[WHAT THE TASK REQUIRES]
Output all of the data below without changing a word, and exclude the pictures.

--- SUPPLIED MATERIAL Enclosed Below ---

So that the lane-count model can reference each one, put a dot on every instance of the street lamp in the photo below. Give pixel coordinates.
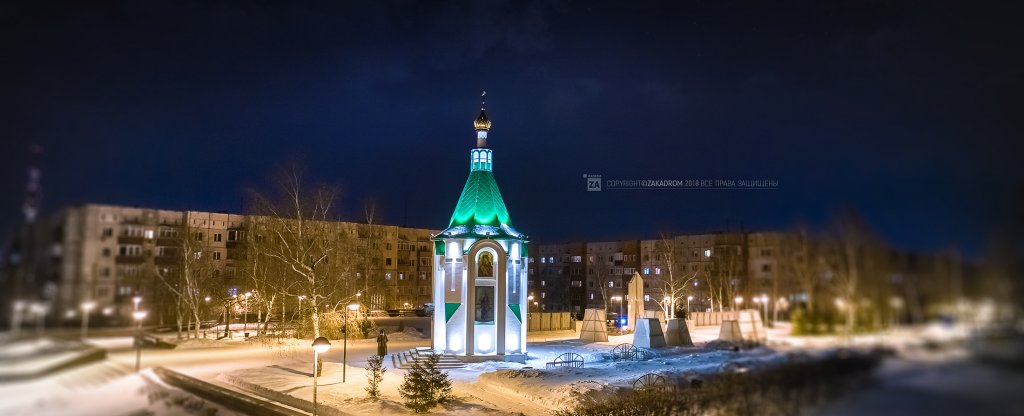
(245, 317)
(344, 352)
(138, 316)
(321, 345)
(619, 318)
(86, 307)
(764, 303)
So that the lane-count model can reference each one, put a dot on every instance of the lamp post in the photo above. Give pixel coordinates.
(138, 316)
(86, 307)
(321, 345)
(15, 318)
(245, 317)
(619, 318)
(764, 304)
(344, 351)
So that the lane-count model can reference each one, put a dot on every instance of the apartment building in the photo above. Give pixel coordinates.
(557, 277)
(111, 255)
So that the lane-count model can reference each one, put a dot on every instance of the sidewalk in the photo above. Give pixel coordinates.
(551, 336)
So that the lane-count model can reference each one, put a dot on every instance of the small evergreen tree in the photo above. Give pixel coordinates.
(425, 385)
(440, 385)
(375, 374)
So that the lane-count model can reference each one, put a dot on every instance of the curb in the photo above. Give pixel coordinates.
(233, 400)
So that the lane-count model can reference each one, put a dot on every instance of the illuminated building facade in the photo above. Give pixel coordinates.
(480, 268)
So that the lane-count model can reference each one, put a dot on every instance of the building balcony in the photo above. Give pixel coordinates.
(129, 259)
(130, 240)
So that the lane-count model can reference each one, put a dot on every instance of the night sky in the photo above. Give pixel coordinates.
(909, 113)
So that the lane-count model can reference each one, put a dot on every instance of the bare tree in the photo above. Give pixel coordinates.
(600, 274)
(188, 276)
(674, 283)
(853, 260)
(724, 278)
(297, 227)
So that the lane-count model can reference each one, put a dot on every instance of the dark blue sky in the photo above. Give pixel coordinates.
(907, 112)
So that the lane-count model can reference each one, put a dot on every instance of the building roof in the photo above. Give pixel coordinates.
(480, 212)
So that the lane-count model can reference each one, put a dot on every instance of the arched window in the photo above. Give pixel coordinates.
(485, 266)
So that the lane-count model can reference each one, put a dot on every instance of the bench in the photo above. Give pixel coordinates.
(566, 360)
(650, 382)
(628, 351)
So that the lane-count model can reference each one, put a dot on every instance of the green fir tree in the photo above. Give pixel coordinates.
(375, 374)
(425, 385)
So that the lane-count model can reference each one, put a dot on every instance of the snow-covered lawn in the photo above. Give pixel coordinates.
(497, 386)
(140, 393)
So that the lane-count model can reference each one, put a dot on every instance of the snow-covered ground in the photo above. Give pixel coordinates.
(285, 367)
(140, 393)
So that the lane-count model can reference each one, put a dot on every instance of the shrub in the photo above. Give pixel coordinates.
(425, 385)
(375, 374)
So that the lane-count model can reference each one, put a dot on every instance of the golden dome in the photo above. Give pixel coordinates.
(482, 123)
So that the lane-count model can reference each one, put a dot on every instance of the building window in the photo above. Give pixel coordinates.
(130, 250)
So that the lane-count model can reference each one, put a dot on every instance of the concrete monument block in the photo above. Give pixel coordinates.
(678, 334)
(730, 332)
(648, 334)
(595, 328)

--- End of Enclosed SUPPLIED MATERIAL ---

[SOLUTION TO THE EXERCISE]
So that the lane-count model can reference each one, put a dot on every instance of the street lamp in the photo below. Give pixel coordinates.
(245, 317)
(344, 352)
(138, 316)
(321, 345)
(619, 318)
(86, 307)
(764, 303)
So that the lane-count model can reference each one, put a dot on every instance of the lamp post in the photo above. Give pixel coordinates.
(138, 316)
(86, 307)
(321, 345)
(15, 318)
(245, 317)
(619, 318)
(764, 304)
(344, 351)
So that the lane-count model can reference each one, put a dot on every instance of the apartment building in the photo above. Give pixel coordinates.
(557, 277)
(111, 255)
So that the lane-count model can reference each one, put a dot on every instance of the sidewalk in the photo above. Give pixel coordinates.
(551, 336)
So that the lane-count model can reference each one, put a dot on every instance of the small evergreen tree in the photo above. Give pixel coordinates.
(425, 385)
(440, 385)
(375, 374)
So that the lane-count model can reference each one, put a dot on every instance of the curb in the photo above. Give pixel coordinates.
(233, 400)
So that the lane-count model can reference each one, put a dot on every instance of the illuminated building facade in the photo above. Give pixel coordinates.
(480, 268)
So that the lane-count model can reference each one, put a dot on every instance of the building balcony in the photo above. Give pixel coordinates.
(129, 259)
(130, 240)
So that the lane-count model can reference each one, put a dot on every instance of the night sky in the photo above. Give pixel coordinates.
(909, 113)
So that the lane-count model can reference each one, put a dot on every instance of the bare tree in the photo above. Give pixel coordinates.
(600, 274)
(188, 276)
(674, 283)
(853, 260)
(724, 278)
(297, 227)
So that the lane-count model can reference each one, put a dot on every instance of the dark blue sky in the photo above. Give pixel coordinates.
(907, 112)
So that the lane-count model can reference each one, put a dot on every instance of the building roof in the photo above. Give pixel coordinates.
(480, 212)
So that the lane-count model can reference each one, put a dot on every instance of the arched window in the photo above. Give pixel coordinates.
(485, 266)
So that the lane-count model can reference each one, put a dot on every instance of the bench in the photo above. Give pixel coordinates.
(566, 360)
(650, 382)
(628, 351)
So that the lane-count model can reference each one, put a dot on every instance of the green fir tree in the photo above. Give pixel coordinates.
(375, 374)
(425, 385)
So that the lane-count model can reference each one, put a dot on every instance of the snow-covered lawn in the photo above. Give pixel coordinates.
(497, 386)
(140, 393)
So that the lane-count model can reference each one, put a dot on every instance of the snow-covered ground in the photo above. Give pixel coordinates.
(285, 367)
(140, 393)
So that the lane-count model can reference each one, put a dot on every instance of the shrub in the photo above. Give pixel coordinates.
(425, 385)
(375, 374)
So that the lane-count model can reference each one, put a dot on every instance of the golden dome in the photo above. Give pixel coordinates.
(482, 123)
So that the lane-count model can reference each one, put a dot on every instance of the building window in the photo above. Give pixel coordinates.
(130, 250)
So that the lane-count model can reference each one, put a dot on every instance of the concrete monument block in the photo above. Give pixel coordinates.
(678, 334)
(730, 332)
(648, 334)
(595, 328)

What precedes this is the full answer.